Point-per-instance localization data:
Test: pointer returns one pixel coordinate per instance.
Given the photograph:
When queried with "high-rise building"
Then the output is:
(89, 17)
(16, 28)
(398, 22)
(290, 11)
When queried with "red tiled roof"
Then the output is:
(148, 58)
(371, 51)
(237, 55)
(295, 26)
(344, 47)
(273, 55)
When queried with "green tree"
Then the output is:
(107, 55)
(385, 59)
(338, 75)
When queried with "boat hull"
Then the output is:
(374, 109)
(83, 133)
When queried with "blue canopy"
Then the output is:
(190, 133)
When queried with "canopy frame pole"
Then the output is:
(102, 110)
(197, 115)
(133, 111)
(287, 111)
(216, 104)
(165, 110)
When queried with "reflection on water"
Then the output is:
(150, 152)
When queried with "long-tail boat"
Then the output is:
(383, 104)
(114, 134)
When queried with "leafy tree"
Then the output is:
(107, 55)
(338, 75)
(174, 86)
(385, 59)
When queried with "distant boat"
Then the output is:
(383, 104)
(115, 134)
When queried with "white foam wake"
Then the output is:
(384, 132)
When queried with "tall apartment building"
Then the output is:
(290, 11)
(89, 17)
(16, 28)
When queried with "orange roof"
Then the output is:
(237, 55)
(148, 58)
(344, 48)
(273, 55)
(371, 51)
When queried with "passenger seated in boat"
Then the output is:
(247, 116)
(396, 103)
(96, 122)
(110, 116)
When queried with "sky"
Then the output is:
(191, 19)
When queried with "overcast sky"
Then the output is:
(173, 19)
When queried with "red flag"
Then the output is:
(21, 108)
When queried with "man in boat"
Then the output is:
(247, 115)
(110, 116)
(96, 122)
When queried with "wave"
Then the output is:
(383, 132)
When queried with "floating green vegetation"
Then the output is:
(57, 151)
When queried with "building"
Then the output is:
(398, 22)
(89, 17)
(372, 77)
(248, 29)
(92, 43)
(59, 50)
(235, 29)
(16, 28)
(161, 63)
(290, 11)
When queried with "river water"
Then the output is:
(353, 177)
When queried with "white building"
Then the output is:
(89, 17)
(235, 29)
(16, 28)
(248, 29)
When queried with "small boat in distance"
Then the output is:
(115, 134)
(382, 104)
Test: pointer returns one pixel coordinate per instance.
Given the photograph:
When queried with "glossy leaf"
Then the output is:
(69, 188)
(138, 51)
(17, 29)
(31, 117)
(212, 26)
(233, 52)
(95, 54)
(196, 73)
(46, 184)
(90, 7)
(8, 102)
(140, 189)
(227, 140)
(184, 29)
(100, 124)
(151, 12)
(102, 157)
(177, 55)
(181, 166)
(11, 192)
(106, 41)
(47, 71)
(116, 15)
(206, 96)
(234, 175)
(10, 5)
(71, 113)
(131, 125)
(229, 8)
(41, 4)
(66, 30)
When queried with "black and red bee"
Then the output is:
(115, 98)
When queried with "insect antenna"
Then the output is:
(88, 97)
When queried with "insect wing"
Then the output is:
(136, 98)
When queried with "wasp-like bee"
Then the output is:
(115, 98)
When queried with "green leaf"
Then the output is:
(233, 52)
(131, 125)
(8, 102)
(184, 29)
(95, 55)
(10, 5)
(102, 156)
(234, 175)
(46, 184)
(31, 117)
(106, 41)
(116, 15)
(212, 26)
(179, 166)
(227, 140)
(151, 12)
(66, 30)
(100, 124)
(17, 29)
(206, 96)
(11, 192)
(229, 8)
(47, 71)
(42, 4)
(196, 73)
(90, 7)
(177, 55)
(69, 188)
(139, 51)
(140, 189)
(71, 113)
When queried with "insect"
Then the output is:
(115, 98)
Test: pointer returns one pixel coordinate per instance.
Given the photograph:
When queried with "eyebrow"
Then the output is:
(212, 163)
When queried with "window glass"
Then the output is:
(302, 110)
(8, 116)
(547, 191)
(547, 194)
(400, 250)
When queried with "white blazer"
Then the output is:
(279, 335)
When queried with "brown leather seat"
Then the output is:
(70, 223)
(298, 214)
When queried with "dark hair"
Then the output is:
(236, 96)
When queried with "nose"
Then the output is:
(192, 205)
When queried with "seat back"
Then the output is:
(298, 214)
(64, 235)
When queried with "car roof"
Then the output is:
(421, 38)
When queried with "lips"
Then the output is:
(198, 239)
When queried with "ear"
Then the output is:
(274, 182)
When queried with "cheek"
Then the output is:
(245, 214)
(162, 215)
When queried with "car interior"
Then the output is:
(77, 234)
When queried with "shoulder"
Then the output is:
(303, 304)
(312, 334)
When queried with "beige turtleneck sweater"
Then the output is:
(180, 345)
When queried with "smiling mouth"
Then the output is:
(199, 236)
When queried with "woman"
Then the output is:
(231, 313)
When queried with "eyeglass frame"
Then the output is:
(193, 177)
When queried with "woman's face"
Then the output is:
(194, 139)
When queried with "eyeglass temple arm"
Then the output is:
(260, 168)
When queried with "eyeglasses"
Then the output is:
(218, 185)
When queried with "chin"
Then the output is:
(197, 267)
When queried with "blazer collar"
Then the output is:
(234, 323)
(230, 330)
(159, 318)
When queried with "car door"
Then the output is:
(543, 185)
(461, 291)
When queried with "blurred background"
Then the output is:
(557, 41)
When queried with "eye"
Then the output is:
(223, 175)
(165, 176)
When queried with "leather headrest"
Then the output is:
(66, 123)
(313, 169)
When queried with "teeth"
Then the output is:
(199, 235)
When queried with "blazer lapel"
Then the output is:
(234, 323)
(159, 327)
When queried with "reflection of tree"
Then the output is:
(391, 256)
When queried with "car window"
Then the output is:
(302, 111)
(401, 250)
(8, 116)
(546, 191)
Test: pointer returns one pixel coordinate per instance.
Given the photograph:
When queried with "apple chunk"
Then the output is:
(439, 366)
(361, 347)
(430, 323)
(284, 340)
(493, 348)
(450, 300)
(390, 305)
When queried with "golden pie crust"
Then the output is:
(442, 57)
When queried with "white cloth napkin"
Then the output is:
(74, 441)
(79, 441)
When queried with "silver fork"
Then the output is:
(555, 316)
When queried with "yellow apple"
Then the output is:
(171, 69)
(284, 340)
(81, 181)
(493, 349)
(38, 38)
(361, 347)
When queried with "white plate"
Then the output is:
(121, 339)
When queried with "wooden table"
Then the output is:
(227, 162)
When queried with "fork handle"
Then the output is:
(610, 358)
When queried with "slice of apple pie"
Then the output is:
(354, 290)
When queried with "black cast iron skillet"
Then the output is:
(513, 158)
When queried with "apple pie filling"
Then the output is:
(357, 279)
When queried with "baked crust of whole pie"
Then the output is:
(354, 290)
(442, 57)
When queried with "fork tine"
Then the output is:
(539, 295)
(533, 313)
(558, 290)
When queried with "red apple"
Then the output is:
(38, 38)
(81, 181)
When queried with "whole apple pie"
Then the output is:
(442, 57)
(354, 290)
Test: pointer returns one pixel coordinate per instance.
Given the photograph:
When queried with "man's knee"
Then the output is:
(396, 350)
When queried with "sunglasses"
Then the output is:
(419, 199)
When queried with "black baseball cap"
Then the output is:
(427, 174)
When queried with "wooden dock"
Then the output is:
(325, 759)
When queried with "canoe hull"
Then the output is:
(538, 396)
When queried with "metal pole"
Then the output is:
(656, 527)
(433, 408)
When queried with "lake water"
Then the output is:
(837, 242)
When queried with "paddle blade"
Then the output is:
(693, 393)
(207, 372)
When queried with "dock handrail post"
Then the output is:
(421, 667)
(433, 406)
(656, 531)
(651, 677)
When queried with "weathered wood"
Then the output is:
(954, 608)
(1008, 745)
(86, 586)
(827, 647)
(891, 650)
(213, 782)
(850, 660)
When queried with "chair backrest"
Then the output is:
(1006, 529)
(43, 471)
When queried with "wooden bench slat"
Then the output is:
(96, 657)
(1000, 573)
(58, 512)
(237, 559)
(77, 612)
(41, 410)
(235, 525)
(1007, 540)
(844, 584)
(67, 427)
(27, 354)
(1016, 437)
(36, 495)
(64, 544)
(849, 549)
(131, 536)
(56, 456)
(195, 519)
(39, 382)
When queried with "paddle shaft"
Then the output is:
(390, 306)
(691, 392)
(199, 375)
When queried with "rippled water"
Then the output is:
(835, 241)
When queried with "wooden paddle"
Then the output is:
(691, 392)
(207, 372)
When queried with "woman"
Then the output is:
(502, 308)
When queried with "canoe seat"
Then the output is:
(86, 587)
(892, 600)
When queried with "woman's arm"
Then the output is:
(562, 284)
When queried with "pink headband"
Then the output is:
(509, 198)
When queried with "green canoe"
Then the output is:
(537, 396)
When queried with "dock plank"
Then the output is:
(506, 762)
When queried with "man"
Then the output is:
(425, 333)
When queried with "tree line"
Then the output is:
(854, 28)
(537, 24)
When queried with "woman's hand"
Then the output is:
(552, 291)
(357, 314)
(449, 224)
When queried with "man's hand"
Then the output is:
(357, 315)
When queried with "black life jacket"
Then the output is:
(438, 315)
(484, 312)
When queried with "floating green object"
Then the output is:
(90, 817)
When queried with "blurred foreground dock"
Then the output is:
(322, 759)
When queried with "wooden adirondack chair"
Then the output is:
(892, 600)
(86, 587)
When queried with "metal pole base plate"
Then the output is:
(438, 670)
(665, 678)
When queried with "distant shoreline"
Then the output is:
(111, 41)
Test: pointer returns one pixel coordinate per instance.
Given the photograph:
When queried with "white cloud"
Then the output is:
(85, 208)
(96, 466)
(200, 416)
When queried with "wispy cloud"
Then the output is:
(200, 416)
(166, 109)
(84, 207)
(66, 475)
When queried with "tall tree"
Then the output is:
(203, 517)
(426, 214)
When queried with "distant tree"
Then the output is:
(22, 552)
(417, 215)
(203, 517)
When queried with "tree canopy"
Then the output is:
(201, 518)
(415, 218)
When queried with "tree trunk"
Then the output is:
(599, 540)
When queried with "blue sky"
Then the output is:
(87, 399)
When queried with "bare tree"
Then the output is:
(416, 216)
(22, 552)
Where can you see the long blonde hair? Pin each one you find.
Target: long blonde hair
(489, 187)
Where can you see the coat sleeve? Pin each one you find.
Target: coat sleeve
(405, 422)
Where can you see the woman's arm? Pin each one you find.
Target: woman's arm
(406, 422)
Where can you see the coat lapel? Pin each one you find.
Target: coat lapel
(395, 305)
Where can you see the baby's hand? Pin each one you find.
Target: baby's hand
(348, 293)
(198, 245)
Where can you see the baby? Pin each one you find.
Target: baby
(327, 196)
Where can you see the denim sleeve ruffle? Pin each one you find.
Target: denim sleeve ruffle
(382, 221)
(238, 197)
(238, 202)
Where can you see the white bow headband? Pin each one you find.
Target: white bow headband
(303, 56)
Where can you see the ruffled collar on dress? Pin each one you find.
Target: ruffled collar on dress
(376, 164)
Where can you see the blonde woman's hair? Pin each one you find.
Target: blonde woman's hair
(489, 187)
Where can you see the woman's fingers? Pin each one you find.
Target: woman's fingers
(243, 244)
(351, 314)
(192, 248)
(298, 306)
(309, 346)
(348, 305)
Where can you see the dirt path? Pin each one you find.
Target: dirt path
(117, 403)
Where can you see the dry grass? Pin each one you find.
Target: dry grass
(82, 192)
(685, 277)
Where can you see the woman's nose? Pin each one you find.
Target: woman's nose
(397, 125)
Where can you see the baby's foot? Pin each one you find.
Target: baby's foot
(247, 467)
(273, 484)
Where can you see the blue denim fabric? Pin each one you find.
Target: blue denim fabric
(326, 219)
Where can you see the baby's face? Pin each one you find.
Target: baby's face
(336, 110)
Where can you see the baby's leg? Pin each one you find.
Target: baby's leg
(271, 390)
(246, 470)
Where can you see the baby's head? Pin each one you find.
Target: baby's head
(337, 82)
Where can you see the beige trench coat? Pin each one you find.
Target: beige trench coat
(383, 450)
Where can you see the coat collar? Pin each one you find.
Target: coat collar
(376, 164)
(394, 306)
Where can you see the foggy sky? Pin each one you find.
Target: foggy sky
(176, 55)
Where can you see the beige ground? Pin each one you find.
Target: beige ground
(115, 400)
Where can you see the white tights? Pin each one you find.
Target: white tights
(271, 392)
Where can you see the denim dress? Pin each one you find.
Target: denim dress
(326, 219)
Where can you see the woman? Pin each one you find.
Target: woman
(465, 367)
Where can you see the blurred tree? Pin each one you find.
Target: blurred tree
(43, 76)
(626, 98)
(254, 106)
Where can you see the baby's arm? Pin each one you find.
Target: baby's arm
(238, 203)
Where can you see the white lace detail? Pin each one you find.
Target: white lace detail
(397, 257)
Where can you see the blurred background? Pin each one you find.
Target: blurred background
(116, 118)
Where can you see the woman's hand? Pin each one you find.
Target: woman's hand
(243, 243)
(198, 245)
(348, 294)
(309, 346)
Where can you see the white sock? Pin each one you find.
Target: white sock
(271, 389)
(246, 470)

What you will do –
The word "whole" may appear on some lines of these records; state how many such lines there are, and nothing else.

Task output –
2